» **Document extract**
■ ■ ■ ■ ■
I have python script called monitiq_install.py which calls other scripts (or modules) using the subprocess python module. However, if the user sends a keyboard interrupt (CTRL + C) it exits, but with an exception. I want it to exit, but nicely.
My Code:
import os
import sys
from os import listdir
from os.path import isfile, join
from subprocess import Popen, PIPE
import json
# Run a module and capture output and exit code
def runModule(module):
try:
# Run Module
process = Popen(os.path.dirname(os.path.realpath(__file__)) + "/modules/" + module, shell=True, stdout=PIPE, bufsize=1)
for line in iter(process.stdout.readline, b''):
print line,
process.communicate()
exit_code = process.wait();
return exit_code;
except KeyboardInterrupt:
print "Got keyboard interupt!";
sys.exit(0);
The error I'm getting is below:
python monitiq_install.py -a
Invalid module filename: create_db_user_v0_0_0.pyc
Not Running Module: '3parssh_install' as it is already installed
######################################
Running Module: 'create_db_user' Version: '0.0.3'
Choose username for Monitiq DB User [MONITIQ]
^CTraceback (most recent call last):
File "/opt/monitiq-universal/install/modules/create_db_user-v0_0_3.py", line 132, in <module>
inputVal = raw_input("");
Traceback (most recent call last):
File "monitiq_install.py", line 40, in <module>
KeyboardInterrupt
module_install.runModules();
File "/opt/monitiq-universal/install/module_install.py", line 86, in runModules
exit_code = runModule(module);
File "/opt/monitiq-universal/install/module_install.py", line 19, in runModule
for line in iter(process.stdout.readline, b''):
KeyboardInterrupt
A solution or some pointers would be helpful :)
■ ■ ■ ■ ■
» **Dataset section**
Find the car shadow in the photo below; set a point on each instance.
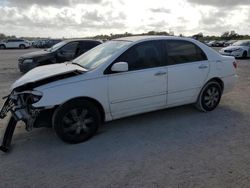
(180, 124)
■ ■ ■ ■ ■
» **Task brief**
Continue the forum question above about making the Python install script exit cleanly on CTRL + C, starting after its final sentence.

» **Exercise answer**
--EDIT
With try catch
Running Module: 'create_db_user' Version: '0.0.0'
Choose username for Monitiq DB User [MONITIQ]
^CGot keyboard interupt!
Traceback (most recent call last):
File "monitiq_install.py", line 36, in <module>
module_install.runModules();
File "/opt/monitiq-universal/install/module_install.py", line 90, in runModules
exit_code = runModule(module);
File "/opt/monitiq-universal/install/module_install.py", line 29, in runModule
sys.exit(0);
NameError: global name 'sys' is not defined
Traceback (most recent call last):
File "/opt/monitiq-universal/install/modules/create_db_user-v0_0_0.py", line 132, in <module>
inputVal = raw_input("");
KeyboardInterrupt
If you press Ctrl + C in a terminal then SIGINT is sent to all processes within the process group. See child process receives parent's SIGINT.
That is why you see the traceback from the child process despite try/except KeyboardInterrupt in the parent.
You could suppress the stderr output from the child process: stderr=DEVNULL. Or start it in a new process group: start_new_session=True:
import sys
from subprocess import call
try:
call([sys.executable, 'child.py'], start_new_session=True)
except KeyboardInterrupt:
print('Ctrl C')
else:
print('no exception')
If you remove start_new_session=True in the above example then KeyboardInterrupt may be raised in the child too and you might get the traceback.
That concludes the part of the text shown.